Textauszug:
════
Die Beschwerde des Klägers gegen die Nichtzulassung der Revision im Urteil des [X.] vom 20. März 2019 wird zurückgewiesen.

Der Kläger hat auch die Kosten des Beschwerdeverfahrens zu tragen.

Der Streitwert wird auf 17 078,43 Euro festgesetzt.

Gründe

1

I. Der Kläger, ein bis 2013 im Bezirk der beklagten [X.] ([X.]) zur vertragsärztlichen Versorgung zugelassener Internist, begehrt die Festsetzung eines Pfändungsfreibetrages und Auszahlung von vertragsärztlichem Honorar. Er trat im Jahr 1986 zum Zwecke der Kreditaufnahme den pfändbaren Teil seines gegenwärtigen und künftigen Arbeitseinkommens im Sinne des § 850 ZPO an die [X.] ab. [X.] wurde über das Vermögen des [X.] das Insolvenzverfahren eröffnet, welches mit Beschluss vom [X.] aufgehoben worden ist. Restschuldbefreiung wurde dem Kläger nicht gewährt. Die [X.] wurde im August 2015 beendet.
════
Zu lösende Aufgaben:
(A) Gib den Abschnitt des Textauszugs zwischen „Die Beschwerde des“ und „August 2015 beendet.“ einschließlich wieder und ersetze darin „Kreditaufnahme“ durch „Darlehensaufnahme“.
(B) Führe alle Zeilen auf, in denen die Zeichenfolge „artwork“ vorkommt.
Der Textauszug und die Zeilen haben inhaltlich nichts miteinander zu tun.

(Einträge der Sammlung)
════
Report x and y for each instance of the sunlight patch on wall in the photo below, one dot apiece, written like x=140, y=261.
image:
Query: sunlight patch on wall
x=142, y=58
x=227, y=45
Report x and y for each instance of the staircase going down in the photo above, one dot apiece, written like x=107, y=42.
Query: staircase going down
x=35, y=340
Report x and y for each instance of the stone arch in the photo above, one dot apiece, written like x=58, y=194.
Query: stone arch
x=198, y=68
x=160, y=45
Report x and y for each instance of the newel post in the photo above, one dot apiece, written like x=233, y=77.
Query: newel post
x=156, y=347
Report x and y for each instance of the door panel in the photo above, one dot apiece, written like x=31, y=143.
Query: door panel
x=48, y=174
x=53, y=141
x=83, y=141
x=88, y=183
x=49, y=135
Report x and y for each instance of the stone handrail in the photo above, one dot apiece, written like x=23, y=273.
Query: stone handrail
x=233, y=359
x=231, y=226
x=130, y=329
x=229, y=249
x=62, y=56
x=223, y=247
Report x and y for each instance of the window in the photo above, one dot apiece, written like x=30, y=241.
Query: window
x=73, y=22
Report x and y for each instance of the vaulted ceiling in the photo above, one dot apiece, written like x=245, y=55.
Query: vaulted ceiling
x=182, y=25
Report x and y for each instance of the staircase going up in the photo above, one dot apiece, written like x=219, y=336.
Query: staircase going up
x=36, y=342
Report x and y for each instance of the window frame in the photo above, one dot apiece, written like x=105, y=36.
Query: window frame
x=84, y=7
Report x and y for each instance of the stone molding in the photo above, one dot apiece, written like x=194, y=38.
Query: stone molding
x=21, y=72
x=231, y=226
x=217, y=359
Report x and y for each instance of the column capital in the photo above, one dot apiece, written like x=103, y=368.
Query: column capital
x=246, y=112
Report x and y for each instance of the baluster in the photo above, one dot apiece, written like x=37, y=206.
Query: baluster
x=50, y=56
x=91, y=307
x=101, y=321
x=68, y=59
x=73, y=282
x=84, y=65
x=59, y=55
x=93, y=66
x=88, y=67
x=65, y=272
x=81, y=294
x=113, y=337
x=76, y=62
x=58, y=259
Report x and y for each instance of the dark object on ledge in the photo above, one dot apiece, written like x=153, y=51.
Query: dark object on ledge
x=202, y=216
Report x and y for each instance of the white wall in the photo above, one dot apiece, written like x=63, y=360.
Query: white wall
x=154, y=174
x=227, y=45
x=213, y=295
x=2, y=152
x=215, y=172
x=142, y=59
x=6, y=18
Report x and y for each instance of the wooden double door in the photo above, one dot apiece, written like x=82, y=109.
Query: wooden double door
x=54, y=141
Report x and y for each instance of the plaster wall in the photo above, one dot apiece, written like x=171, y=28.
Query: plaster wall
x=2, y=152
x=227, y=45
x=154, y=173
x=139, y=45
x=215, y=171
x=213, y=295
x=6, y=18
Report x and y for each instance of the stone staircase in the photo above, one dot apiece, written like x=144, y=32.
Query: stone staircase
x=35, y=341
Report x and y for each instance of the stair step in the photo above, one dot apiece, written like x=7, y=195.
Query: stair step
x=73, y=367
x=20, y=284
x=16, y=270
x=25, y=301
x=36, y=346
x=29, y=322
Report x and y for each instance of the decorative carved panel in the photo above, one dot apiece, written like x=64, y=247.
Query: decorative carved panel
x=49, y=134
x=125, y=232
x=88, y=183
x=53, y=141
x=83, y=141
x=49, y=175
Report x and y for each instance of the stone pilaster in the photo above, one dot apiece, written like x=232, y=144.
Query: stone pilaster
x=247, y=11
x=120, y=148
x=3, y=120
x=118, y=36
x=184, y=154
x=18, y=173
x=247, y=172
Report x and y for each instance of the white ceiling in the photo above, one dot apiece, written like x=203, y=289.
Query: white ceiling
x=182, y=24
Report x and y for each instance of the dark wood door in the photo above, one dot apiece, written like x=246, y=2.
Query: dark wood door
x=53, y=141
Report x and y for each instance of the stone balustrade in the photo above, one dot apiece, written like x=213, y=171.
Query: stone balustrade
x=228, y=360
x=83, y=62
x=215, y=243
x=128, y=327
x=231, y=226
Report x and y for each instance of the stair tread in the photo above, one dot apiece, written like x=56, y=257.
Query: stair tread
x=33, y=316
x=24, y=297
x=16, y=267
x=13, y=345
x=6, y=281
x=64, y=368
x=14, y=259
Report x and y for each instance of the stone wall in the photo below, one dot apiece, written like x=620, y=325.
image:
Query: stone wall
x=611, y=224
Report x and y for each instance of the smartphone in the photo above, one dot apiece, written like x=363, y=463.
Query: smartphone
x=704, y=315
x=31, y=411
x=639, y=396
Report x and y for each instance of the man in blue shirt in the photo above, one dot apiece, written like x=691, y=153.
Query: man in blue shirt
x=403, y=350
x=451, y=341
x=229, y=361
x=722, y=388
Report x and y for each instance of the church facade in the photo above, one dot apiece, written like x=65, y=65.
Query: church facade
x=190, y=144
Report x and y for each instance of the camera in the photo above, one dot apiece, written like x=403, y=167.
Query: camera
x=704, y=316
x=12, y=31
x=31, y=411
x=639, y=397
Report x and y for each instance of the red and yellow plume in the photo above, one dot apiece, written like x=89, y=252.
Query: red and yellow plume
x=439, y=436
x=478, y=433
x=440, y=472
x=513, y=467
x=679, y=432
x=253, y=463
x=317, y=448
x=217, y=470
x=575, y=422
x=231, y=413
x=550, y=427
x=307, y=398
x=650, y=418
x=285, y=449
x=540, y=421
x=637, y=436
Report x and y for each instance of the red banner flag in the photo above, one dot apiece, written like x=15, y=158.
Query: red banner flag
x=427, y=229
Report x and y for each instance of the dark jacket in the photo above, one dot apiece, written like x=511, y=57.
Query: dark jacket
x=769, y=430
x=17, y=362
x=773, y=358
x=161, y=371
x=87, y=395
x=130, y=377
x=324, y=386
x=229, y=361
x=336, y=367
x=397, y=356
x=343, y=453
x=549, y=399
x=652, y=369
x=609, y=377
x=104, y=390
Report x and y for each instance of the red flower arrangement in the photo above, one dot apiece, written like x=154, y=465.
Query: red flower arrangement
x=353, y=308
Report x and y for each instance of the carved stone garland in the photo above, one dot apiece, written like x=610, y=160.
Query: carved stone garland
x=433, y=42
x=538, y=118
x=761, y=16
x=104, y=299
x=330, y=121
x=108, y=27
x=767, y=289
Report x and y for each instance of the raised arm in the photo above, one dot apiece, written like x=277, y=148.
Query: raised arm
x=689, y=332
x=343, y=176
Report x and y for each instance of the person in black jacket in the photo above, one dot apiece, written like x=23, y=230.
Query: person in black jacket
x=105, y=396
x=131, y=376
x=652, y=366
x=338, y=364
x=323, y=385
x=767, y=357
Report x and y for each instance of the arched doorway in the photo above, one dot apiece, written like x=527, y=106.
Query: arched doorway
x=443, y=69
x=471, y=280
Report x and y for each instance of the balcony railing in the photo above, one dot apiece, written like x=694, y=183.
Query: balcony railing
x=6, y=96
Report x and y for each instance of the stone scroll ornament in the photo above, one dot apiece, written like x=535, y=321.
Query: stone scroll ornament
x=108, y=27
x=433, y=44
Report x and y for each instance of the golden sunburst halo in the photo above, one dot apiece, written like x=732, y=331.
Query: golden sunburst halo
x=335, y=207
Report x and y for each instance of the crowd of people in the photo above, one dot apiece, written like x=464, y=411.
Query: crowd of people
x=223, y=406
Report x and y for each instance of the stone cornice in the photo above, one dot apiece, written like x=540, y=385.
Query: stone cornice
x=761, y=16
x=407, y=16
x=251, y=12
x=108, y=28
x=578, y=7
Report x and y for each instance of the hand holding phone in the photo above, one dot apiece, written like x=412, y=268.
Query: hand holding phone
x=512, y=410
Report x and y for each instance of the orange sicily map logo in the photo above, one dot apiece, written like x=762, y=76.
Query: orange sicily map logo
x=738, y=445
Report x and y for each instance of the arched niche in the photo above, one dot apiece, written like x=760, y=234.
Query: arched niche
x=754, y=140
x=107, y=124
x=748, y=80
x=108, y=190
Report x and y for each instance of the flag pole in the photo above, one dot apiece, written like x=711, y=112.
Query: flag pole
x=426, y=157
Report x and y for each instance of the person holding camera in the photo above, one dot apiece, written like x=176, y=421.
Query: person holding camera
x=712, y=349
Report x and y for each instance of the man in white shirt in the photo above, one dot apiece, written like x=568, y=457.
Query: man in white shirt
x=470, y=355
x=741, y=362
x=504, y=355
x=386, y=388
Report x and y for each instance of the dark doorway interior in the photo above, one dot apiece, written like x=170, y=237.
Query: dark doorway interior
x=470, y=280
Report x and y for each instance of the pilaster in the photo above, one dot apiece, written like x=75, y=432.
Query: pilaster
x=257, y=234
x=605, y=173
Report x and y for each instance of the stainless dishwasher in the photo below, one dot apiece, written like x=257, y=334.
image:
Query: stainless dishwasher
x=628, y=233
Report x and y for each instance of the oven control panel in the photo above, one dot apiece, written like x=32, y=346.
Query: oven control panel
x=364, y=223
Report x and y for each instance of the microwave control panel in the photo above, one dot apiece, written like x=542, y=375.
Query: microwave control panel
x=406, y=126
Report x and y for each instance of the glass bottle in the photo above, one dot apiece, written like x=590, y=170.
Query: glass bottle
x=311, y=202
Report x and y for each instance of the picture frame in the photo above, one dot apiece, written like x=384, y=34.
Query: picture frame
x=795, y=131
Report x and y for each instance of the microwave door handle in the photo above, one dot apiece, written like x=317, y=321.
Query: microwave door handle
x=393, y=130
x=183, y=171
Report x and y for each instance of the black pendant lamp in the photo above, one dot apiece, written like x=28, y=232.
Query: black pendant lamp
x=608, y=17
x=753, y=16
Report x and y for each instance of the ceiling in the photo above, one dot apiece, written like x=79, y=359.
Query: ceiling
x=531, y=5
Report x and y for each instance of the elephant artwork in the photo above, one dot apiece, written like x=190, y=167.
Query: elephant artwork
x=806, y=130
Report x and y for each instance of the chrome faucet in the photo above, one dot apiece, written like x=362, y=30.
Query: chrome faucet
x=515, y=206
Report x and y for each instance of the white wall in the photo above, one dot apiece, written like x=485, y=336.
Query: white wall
════
Lösungen der Aufgaben:
(A)
Die Beschwerde des Klägers gegen die Nichtzulassung der Revision im Urteil des [X.] vom 20. März 2019 wird zurückgewiesen.

Der Kläger hat auch die Kosten des Beschwerdeverfahrens zu tragen.

Der Streitwert wird auf 17 078,43 Euro festgesetzt.

Gründe

1

I. Der Kläger, ein bis 2013 im Bezirk der beklagten [X.] ([X.]) zur vertragsärztlichen Versorgung zugelassener Internist, begehrt die Festsetzung eines Pfändungsfreibetrages und Auszahlung von vertragsärztlichem Honorar. Er trat im Jahr 1986 zum Zwecke der Darlehensaufnahme den pfändbaren Teil seines gegenwärtigen und künftigen Arbeitseinkommens im Sinne des § 850 ZPO an die [X.] ab. [X.] wurde über das Vermögen des [X.] das Insolvenzverfahren eröffnet, welches mit Beschluss vom [X.] aufgehoben worden ist. Restschuldbefreiung wurde dem Kläger nicht gewährt. Die [X.] wurde im August 2015 beendet.

(B)
Report x and y for each instance of the elephant artwork in the photo above, one dot apiece, written like x=190, y=167.
Query: elephant artwork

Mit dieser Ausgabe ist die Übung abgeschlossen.